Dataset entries
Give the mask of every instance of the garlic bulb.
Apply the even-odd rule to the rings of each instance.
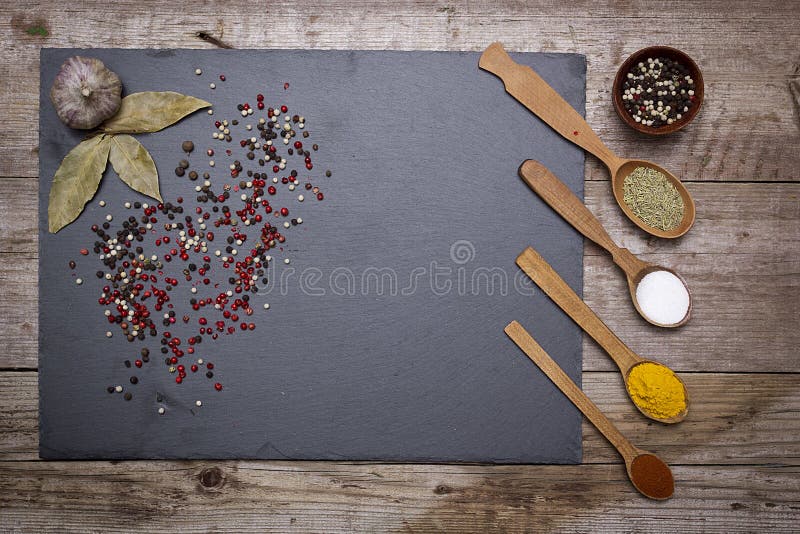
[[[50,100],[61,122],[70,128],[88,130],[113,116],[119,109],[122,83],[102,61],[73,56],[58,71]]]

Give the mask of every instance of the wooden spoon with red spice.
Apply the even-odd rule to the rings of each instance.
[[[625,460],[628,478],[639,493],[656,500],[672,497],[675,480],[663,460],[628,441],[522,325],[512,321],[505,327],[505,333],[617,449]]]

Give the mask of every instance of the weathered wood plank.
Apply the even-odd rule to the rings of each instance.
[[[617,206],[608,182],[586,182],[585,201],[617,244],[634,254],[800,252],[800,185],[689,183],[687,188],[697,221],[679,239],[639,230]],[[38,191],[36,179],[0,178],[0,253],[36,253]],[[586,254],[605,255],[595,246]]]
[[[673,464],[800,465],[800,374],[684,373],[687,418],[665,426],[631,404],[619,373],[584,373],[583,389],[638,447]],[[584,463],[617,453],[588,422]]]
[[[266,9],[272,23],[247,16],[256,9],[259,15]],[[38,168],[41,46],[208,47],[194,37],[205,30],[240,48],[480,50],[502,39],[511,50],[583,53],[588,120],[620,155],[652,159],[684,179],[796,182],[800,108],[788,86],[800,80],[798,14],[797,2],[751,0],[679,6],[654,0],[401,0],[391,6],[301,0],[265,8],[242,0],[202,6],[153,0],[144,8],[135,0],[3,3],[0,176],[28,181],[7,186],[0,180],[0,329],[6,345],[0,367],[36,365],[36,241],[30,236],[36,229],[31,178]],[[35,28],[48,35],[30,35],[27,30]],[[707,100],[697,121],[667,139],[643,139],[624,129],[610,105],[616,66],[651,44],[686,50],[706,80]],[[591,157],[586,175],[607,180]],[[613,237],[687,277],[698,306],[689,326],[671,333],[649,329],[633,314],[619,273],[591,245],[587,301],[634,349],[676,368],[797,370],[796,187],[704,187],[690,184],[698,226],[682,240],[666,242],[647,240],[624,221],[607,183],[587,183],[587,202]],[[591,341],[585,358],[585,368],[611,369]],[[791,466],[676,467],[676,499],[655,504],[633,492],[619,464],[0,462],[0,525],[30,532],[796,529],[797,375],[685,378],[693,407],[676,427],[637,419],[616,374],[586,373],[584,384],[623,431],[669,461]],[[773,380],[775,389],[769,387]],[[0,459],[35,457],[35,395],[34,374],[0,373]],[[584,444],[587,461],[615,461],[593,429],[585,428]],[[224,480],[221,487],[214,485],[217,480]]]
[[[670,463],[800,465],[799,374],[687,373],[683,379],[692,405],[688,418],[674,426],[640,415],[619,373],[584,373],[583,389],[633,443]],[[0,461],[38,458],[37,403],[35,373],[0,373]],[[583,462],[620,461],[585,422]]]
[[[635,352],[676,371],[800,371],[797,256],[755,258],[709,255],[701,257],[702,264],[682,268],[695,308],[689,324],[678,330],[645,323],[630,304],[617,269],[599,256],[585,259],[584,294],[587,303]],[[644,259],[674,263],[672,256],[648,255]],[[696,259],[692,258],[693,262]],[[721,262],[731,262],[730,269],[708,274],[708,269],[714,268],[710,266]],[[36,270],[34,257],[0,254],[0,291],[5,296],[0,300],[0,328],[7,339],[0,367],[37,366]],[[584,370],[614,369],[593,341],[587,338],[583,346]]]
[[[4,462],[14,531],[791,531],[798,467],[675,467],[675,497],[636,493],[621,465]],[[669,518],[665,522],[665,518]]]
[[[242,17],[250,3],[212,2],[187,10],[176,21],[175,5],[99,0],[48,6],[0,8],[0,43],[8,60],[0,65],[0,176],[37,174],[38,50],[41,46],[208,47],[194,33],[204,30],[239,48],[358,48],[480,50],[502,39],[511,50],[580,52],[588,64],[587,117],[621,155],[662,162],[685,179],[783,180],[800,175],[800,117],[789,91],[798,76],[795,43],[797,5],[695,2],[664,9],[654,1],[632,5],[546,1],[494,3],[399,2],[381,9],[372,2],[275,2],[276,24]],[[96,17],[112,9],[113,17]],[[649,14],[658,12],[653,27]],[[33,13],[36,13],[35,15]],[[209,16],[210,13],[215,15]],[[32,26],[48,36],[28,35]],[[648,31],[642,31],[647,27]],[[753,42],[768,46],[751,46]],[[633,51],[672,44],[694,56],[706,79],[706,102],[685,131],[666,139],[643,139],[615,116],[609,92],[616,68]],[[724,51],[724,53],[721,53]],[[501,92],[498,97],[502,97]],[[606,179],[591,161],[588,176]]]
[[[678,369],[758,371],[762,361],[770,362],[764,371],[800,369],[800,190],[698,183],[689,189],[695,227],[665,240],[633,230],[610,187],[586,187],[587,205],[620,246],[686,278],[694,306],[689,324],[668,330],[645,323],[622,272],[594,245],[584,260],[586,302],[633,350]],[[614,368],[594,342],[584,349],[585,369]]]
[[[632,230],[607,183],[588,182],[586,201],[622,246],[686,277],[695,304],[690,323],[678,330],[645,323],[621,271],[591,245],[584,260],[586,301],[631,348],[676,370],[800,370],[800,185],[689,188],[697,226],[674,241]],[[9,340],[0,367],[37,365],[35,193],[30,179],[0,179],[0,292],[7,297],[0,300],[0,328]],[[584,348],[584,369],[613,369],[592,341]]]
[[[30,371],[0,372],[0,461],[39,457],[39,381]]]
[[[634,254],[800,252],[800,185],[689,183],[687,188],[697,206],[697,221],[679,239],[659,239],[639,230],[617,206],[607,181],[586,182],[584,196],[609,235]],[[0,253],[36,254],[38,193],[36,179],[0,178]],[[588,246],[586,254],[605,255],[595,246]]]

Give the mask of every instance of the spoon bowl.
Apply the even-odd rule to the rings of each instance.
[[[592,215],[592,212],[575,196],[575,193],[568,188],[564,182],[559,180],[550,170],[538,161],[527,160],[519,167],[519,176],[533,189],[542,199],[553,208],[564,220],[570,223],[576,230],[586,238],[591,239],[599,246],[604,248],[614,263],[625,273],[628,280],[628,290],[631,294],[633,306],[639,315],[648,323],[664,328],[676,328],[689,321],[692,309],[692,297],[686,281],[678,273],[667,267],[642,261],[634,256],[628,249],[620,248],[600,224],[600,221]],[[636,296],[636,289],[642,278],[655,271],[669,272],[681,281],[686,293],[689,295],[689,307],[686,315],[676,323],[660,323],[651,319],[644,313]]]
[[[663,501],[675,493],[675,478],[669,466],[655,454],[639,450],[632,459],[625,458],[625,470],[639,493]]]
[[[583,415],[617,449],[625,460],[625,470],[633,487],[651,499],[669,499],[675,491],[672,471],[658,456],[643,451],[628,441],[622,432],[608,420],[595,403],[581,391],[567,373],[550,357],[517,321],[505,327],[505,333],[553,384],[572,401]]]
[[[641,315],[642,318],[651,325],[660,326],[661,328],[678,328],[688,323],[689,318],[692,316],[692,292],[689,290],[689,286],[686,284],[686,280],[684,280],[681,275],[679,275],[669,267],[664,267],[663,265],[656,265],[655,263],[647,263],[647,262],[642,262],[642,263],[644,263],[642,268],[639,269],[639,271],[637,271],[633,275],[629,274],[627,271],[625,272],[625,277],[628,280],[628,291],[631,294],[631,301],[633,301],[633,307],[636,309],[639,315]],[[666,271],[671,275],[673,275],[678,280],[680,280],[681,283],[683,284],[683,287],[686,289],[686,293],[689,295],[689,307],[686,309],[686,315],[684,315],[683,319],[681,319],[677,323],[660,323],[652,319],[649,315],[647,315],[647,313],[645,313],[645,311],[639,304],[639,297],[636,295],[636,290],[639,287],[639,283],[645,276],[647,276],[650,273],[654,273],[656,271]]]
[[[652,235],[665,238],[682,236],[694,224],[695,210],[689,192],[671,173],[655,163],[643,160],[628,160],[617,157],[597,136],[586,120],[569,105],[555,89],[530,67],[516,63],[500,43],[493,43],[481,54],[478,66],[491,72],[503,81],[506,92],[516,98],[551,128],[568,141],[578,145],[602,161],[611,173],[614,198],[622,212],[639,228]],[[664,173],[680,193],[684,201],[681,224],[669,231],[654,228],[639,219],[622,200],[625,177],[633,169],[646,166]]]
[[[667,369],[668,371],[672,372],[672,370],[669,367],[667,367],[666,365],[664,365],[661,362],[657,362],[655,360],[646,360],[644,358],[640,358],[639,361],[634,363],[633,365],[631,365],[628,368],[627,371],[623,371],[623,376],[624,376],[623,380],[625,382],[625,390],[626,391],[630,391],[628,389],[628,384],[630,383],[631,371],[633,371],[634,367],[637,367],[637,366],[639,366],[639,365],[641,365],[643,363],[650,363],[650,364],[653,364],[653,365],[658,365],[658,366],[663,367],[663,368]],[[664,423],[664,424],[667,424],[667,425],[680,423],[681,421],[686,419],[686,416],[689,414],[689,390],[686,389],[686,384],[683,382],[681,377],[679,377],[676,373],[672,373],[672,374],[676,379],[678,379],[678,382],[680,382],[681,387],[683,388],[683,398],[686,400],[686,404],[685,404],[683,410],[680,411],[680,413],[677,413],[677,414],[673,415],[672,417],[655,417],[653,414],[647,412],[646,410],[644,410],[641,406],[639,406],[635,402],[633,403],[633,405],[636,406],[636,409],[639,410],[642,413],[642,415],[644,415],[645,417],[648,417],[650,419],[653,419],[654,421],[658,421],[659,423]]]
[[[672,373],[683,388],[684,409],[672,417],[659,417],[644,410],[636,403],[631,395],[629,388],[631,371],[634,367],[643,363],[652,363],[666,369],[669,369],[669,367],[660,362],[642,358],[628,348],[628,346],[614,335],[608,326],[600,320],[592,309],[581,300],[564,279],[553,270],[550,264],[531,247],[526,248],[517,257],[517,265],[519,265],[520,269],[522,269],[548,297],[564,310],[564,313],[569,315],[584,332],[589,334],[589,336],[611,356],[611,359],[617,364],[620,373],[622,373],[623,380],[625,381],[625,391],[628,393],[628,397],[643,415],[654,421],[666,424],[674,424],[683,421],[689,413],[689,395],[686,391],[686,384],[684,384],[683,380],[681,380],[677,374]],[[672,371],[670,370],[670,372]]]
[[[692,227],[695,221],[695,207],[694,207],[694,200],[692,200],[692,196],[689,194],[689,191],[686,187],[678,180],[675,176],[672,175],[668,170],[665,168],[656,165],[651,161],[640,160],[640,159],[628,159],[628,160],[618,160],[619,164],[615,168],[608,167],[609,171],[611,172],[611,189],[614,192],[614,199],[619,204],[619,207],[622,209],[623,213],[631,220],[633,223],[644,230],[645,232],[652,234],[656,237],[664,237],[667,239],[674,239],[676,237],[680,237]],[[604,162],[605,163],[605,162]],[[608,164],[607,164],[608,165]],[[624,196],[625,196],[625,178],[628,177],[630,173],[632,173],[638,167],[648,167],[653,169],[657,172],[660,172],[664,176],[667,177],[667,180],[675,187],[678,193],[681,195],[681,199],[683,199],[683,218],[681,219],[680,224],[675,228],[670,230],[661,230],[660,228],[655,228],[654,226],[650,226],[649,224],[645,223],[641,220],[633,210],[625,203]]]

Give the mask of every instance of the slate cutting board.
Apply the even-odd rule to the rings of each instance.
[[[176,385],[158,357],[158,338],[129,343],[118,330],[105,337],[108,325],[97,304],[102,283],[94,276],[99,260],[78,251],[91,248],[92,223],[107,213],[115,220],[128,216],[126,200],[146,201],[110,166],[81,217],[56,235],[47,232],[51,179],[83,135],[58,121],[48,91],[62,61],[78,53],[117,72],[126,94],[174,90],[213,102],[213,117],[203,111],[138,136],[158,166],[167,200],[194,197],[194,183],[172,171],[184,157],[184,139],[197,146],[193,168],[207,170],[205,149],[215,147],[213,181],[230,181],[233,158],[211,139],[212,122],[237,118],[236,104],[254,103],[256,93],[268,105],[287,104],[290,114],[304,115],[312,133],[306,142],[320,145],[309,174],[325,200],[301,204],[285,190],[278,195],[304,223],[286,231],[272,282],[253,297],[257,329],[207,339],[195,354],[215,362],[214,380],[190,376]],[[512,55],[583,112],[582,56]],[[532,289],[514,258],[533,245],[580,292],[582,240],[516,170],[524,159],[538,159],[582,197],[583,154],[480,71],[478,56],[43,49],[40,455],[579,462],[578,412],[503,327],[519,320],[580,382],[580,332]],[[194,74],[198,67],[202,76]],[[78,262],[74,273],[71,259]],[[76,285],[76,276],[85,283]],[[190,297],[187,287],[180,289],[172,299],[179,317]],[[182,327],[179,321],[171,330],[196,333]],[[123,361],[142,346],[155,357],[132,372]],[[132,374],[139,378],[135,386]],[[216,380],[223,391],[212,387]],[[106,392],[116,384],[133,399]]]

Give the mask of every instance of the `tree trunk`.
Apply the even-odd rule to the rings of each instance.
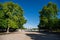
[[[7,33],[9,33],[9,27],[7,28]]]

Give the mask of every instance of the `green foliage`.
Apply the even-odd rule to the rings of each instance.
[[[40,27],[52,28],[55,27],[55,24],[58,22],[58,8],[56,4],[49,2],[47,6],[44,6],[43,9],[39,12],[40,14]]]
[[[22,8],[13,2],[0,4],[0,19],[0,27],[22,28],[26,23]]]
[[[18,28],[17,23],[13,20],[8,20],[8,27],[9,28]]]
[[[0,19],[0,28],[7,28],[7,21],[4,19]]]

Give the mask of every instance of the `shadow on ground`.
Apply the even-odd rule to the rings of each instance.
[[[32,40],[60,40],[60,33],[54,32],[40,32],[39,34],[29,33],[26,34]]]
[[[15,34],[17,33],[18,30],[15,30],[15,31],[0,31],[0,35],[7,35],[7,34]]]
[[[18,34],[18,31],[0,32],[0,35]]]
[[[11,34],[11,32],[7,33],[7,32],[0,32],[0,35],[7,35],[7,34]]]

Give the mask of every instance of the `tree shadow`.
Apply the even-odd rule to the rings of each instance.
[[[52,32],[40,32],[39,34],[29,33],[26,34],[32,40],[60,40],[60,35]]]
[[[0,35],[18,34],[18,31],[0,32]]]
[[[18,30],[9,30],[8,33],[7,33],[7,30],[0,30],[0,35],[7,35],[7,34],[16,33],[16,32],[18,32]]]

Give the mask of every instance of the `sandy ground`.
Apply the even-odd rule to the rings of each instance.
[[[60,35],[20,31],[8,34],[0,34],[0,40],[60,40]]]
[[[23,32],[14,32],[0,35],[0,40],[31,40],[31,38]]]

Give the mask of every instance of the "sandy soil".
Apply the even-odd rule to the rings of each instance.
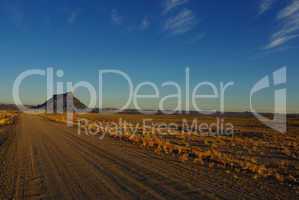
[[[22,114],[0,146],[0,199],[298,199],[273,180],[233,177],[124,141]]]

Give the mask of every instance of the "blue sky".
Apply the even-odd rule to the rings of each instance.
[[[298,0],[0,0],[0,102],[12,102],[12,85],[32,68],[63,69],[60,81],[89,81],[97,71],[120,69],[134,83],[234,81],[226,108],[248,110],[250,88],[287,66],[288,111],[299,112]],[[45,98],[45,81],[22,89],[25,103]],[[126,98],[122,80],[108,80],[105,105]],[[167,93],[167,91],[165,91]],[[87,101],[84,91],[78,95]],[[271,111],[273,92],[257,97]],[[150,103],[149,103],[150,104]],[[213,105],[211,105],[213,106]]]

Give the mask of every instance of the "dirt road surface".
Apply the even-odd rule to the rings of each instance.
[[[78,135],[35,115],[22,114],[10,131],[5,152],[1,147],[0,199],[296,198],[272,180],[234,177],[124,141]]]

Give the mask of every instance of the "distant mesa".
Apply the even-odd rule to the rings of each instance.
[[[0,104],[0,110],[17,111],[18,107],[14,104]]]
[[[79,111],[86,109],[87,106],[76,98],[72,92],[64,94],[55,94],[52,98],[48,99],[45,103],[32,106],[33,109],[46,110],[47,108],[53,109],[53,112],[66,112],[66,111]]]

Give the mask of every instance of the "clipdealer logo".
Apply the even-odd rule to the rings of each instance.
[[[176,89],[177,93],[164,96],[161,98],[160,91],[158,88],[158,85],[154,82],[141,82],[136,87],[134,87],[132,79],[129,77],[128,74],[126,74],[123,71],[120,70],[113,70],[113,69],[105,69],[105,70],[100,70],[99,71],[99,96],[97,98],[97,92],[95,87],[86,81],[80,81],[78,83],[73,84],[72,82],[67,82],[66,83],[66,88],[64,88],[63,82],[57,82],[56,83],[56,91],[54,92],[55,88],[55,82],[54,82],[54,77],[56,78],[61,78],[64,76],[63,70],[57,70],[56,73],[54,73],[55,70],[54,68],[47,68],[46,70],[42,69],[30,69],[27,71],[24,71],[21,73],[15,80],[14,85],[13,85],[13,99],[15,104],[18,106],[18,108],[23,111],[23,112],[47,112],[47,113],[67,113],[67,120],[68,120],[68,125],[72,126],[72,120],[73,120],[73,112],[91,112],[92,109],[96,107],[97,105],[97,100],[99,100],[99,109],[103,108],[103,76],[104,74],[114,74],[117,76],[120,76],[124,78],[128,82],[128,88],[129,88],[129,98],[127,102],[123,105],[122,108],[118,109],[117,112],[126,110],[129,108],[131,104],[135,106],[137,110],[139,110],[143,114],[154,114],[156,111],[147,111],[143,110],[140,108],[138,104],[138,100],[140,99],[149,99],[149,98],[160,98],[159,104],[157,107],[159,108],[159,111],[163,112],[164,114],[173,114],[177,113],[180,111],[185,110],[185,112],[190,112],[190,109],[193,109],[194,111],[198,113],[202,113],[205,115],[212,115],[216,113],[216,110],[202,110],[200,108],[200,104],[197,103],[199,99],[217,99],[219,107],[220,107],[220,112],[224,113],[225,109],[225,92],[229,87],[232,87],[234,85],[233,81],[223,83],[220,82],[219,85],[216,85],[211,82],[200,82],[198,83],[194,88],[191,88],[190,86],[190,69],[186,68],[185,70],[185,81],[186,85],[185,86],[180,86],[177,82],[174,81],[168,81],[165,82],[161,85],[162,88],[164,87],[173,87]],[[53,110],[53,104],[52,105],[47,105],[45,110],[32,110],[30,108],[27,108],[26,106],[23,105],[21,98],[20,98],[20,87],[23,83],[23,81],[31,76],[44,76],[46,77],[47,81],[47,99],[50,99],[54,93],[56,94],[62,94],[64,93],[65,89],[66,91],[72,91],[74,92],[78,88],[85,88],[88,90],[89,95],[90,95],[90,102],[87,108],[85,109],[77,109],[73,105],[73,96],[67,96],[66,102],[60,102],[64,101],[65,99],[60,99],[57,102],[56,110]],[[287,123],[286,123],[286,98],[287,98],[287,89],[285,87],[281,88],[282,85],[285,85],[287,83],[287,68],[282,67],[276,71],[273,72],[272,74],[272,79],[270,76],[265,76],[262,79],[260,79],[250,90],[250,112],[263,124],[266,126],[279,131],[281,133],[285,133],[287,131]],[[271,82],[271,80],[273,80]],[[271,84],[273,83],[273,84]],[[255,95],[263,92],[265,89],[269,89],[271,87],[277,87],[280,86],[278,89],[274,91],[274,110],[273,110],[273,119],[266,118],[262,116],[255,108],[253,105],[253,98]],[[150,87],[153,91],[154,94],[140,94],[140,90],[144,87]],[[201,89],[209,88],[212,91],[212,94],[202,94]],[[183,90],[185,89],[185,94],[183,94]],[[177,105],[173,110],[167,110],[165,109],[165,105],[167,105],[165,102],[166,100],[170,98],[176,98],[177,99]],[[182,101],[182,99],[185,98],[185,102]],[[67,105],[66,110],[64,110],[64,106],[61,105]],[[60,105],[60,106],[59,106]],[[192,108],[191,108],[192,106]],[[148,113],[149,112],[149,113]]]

» Requirement
All lines from the start of the entries through the one with "Give the mask of every instance of the weathered" are to be output exactly; omit the pictures.

» Reply to the exercise
Give the mask of every instance of the garlic bulb.
Apply the even-odd rule to the rings of each instance.
[[[50,100],[61,122],[70,128],[88,130],[113,116],[119,109],[122,83],[102,61],[73,56],[58,71]]]

Give the mask of every instance of the wooden spoon with red spice.
Apply the even-odd rule to the rings of each instance.
[[[625,460],[628,478],[639,493],[656,500],[672,497],[675,480],[663,460],[628,441],[522,325],[512,321],[505,327],[505,333],[617,449]]]

Give the mask of every instance of the weathered wood plank.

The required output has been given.